■ Exercise brief
Make an exact copy of the records, with the pictures left out.

■ Entries supplied
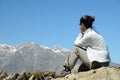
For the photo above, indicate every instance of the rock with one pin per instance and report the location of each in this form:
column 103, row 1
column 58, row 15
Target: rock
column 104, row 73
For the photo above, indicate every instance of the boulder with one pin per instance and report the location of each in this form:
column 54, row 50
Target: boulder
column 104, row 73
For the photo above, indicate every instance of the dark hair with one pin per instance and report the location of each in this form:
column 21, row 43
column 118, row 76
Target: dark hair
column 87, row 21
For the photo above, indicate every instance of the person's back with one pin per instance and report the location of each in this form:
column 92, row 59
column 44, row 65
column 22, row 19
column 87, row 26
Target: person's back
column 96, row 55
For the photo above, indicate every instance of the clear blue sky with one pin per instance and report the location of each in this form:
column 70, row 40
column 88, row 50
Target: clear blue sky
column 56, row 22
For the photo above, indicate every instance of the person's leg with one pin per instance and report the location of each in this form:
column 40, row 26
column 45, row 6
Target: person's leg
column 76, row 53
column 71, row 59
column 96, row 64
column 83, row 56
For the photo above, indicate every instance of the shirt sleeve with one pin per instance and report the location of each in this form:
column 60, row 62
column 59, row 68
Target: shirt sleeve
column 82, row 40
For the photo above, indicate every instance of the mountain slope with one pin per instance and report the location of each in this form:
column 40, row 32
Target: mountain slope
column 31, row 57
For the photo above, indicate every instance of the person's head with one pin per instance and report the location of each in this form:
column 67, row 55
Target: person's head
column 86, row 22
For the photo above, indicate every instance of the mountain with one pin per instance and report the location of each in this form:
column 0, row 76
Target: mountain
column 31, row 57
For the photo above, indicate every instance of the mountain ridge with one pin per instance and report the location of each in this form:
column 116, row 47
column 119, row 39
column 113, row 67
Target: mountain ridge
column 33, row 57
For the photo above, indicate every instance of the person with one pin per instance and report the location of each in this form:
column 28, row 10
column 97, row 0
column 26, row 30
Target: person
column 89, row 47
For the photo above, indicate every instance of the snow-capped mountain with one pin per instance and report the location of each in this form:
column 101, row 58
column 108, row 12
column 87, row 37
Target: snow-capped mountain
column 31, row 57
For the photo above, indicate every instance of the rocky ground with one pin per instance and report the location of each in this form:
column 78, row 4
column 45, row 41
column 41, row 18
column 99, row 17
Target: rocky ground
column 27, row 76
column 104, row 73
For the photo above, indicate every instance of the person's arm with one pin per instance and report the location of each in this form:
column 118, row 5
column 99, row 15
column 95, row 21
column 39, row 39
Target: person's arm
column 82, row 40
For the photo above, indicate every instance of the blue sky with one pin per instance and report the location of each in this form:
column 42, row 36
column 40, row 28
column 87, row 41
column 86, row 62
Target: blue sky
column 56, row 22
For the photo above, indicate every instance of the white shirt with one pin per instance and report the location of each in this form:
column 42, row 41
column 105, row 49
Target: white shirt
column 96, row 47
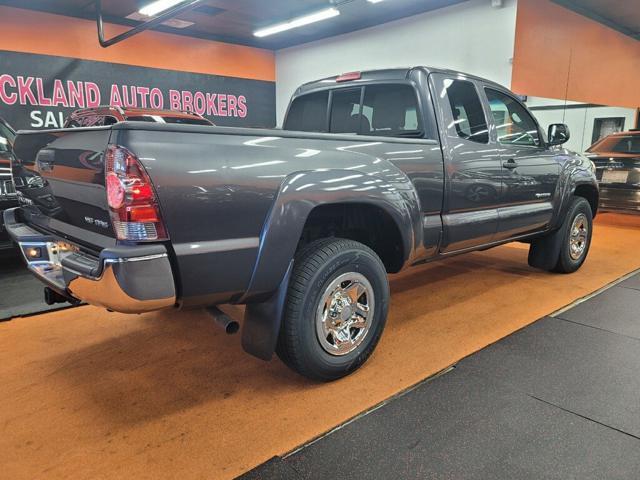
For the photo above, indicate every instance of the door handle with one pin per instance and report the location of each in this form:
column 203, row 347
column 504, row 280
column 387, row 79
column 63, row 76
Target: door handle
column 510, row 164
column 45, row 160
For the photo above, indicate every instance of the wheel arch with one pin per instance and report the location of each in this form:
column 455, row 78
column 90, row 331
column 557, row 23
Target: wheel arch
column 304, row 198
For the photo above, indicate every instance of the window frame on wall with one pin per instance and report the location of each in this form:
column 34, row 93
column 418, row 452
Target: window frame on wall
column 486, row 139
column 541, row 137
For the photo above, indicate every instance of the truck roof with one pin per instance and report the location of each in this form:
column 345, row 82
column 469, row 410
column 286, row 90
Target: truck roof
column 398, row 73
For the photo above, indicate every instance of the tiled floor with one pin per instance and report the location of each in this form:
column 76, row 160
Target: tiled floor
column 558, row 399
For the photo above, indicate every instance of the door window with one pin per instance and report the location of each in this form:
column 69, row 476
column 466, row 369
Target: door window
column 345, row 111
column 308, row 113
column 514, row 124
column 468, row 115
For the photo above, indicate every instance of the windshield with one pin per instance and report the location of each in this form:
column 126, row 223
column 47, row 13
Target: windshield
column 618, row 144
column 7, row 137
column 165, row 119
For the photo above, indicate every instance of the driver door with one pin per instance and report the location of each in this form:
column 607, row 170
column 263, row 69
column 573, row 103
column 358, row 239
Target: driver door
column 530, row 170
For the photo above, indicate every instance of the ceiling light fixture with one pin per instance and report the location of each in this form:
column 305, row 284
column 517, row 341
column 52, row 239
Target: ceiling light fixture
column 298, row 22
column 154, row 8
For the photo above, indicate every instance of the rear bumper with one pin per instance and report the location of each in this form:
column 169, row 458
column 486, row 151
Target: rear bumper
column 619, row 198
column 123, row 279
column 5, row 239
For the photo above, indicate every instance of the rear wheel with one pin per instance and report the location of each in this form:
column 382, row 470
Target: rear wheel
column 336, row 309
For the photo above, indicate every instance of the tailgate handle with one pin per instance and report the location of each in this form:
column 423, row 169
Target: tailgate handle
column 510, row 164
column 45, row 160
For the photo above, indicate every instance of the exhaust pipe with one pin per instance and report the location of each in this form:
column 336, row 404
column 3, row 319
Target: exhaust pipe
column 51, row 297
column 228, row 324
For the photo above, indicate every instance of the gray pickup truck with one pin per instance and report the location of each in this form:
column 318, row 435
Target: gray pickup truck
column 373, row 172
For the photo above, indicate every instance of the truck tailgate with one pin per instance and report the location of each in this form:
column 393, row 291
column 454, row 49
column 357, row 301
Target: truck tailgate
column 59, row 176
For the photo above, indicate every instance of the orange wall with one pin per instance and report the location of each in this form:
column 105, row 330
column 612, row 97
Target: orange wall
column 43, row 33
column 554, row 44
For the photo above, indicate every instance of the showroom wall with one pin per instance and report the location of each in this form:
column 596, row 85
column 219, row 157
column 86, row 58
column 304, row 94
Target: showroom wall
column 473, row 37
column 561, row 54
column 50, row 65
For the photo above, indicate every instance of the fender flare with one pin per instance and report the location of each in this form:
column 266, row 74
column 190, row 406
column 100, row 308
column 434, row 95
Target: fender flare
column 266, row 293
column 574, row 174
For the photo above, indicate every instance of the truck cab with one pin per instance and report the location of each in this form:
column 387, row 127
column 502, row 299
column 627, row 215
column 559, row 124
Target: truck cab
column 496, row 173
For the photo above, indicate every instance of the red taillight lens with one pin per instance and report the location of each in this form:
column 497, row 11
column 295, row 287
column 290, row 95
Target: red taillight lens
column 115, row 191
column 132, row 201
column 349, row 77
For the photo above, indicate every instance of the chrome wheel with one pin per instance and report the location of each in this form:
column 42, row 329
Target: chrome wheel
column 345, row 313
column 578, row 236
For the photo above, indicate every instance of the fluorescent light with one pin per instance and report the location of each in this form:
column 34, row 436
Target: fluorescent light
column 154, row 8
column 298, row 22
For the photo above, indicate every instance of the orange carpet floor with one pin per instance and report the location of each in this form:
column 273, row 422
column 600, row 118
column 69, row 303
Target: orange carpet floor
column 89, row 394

■ Task solution
For the photo above, indicate every instance of the rock with one pin per instance and report the location of each in this form:
column 103, row 1
column 58, row 15
Target: rock
column 104, row 73
For the photo above, indicate every instance of the boulder with one pin per instance and report the location of each in this form:
column 54, row 50
Target: boulder
column 104, row 73
For the photo above, indicate every instance of the dark hair with one pin per instance and report the location of each in this form:
column 21, row 43
column 118, row 76
Target: dark hair
column 87, row 21
For the photo above, indicate every instance of the person's back with one pin per instance and report the location of each in this form:
column 92, row 59
column 44, row 65
column 22, row 19
column 87, row 26
Target: person's back
column 96, row 55
For the photo above, indicate every instance of the clear blue sky with one pin per instance and report the location of each in this form:
column 70, row 40
column 88, row 50
Target: clear blue sky
column 56, row 22
For the photo above, indicate every instance of the person's leg with one pin per instance and report the location of each in this form:
column 40, row 26
column 45, row 6
Target: person's leg
column 76, row 53
column 71, row 59
column 96, row 64
column 83, row 56
For the photo above, indicate every instance of the shirt sleeve with one pin per instance and report the location of each in this form:
column 60, row 62
column 59, row 68
Target: shirt sleeve
column 82, row 40
For the photo above, indicate every instance of the mountain slope with one pin per instance and report the location of each in this form:
column 40, row 32
Target: mountain slope
column 31, row 57
For the photo above, indicate every instance of the person's head with one pin per instance and report the location of each in this form:
column 67, row 55
Target: person's head
column 86, row 22
For the photo above, indicate every instance of the mountain with one pin per instance and report the location of each in this form:
column 0, row 76
Target: mountain
column 31, row 57
For the photo above, indicate every instance of the mountain ridge with one pin per instance and report the location of each in this form:
column 116, row 47
column 119, row 39
column 113, row 67
Target: mountain ridge
column 33, row 57
For the photo above, indicate every instance of the person with one pin per instance and report the location of each in this form:
column 28, row 10
column 97, row 0
column 26, row 30
Target: person
column 89, row 47
For the photo above, indicate every instance of the snow-capped mountain with one pin per instance and report the location of each in this form:
column 101, row 58
column 108, row 12
column 87, row 37
Target: snow-capped mountain
column 31, row 57
For the photo above, indicate every instance of the rocky ground with one pin per instance and report the location of each in this form:
column 78, row 4
column 45, row 41
column 41, row 18
column 99, row 17
Target: rocky ground
column 27, row 76
column 104, row 73
For the photo above, indicate every instance of the person's arm with one pin per instance and report the location of each in this form:
column 118, row 5
column 99, row 15
column 95, row 21
column 39, row 39
Target: person's arm
column 82, row 40
For the photo above, indicate every instance of the blue sky with one pin per instance and report the location of each in this form:
column 42, row 36
column 40, row 28
column 87, row 41
column 86, row 62
Target: blue sky
column 56, row 22
For the photo above, indicate every instance of the white shirt with one pin per instance and report the location of each in this form:
column 42, row 41
column 105, row 49
Target: white shirt
column 96, row 47
For the photo above, indicate every instance of the door handle with one pin per instance and report the location of each in this form:
column 203, row 347
column 504, row 280
column 387, row 79
column 63, row 76
Target: door handle
column 510, row 164
column 45, row 160
For the photo above, indicate every instance of the wheel arch with one pin per instance and report the location of each in this form:
column 455, row 78
column 90, row 331
column 557, row 23
Target: wheel arch
column 304, row 198
For the photo above, indicate every instance of the window frame on wall with one pin per instance and report the location of each in this form:
column 34, row 93
column 418, row 452
Target: window frame on wall
column 486, row 139
column 541, row 137
For the photo above, indicate every instance of the truck roof with one pin per instance and report the location of each in this form:
column 345, row 82
column 469, row 410
column 286, row 90
Target: truck roof
column 398, row 73
For the photo above, indicate every instance of the tiled floor with one pin per instance and report the location of each in this form:
column 76, row 160
Target: tiled floor
column 558, row 399
For the photo above, indicate every instance of the door window with one pin per instance and report the location of each in this form:
column 69, row 476
column 466, row 369
Target: door window
column 345, row 111
column 308, row 113
column 514, row 124
column 468, row 115
For the photo above, indicate every instance of the windshield with one pin per instance and report the location of each in this form:
column 126, row 223
column 47, row 13
Target: windshield
column 618, row 144
column 7, row 137
column 165, row 119
For the photo above, indicate every instance of the driver door with one pin per instance and report the location of each in this form:
column 607, row 170
column 263, row 69
column 573, row 103
column 358, row 239
Target: driver door
column 530, row 170
For the photo above, indicate every instance of the ceiling light fixture with one pin per instance and report the location of each in this form:
column 305, row 284
column 517, row 341
column 52, row 239
Target: ceiling light fixture
column 298, row 22
column 154, row 8
For the photo above, indicate every instance of the rear bumper with one pin per instance and report the location of each in this form:
column 169, row 458
column 486, row 151
Target: rear bumper
column 619, row 198
column 123, row 279
column 5, row 239
For the photo above, indicate every instance of the rear wheel with one pin per instance and report the location of each in this form:
column 382, row 470
Target: rear wheel
column 336, row 309
For the photo above, indicate every instance of the tailgate handle with one pin per instance and report the location of each in this form:
column 423, row 169
Target: tailgate handle
column 510, row 164
column 45, row 160
For the photo above, indicate every instance of the exhaust pipe with one pin per instance and report the location of each in this form:
column 336, row 404
column 3, row 319
Target: exhaust pipe
column 51, row 297
column 228, row 324
For the photo above, indicate every instance of the gray pickup truck with one pin per instance and report the location of each in this form:
column 318, row 435
Target: gray pickup truck
column 373, row 172
For the photo above, indicate every instance of the truck tailgate with one pin per instance and report the location of each in this form:
column 393, row 291
column 454, row 49
column 357, row 301
Target: truck tailgate
column 59, row 176
For the photo above, indicate every instance of the orange wall with one pin per instance and report the location of each in this form:
column 105, row 330
column 612, row 97
Target: orange wall
column 43, row 33
column 554, row 44
For the photo above, indicate every instance of the showroom wall with one pin per instance and report the location of each in this form:
column 596, row 85
column 219, row 157
column 86, row 58
column 304, row 94
Target: showroom wall
column 473, row 37
column 561, row 54
column 50, row 65
For the photo above, indicate every instance of the fender flare with one pin per instance and report the location of each in this form:
column 266, row 74
column 190, row 406
column 100, row 308
column 434, row 95
Target: fender flare
column 266, row 293
column 574, row 174
For the photo above, indicate every instance of the truck cab with one pin per instance and report the location of each in this form:
column 387, row 127
column 502, row 299
column 627, row 215
column 559, row 124
Target: truck cab
column 496, row 173
For the photo above, indicate every instance of the red taillight lens with one pin per instance and report the location of each in this form:
column 497, row 11
column 295, row 287
column 290, row 95
Target: red taillight lens
column 115, row 191
column 132, row 201
column 349, row 77
For the photo above, indicate every instance of the chrome wheel with one pin per instance and report the location of each in this form:
column 42, row 329
Target: chrome wheel
column 345, row 313
column 578, row 236
For the photo above, indicate every instance of the fluorescent light with one pin per instance and report the location of each in this form:
column 34, row 436
Target: fluorescent light
column 154, row 8
column 298, row 22
For the photo above, indicate every instance of the orange carpet floor with one pin per instance and report the location of each in this form:
column 273, row 422
column 600, row 118
column 69, row 303
Target: orange carpet floor
column 89, row 394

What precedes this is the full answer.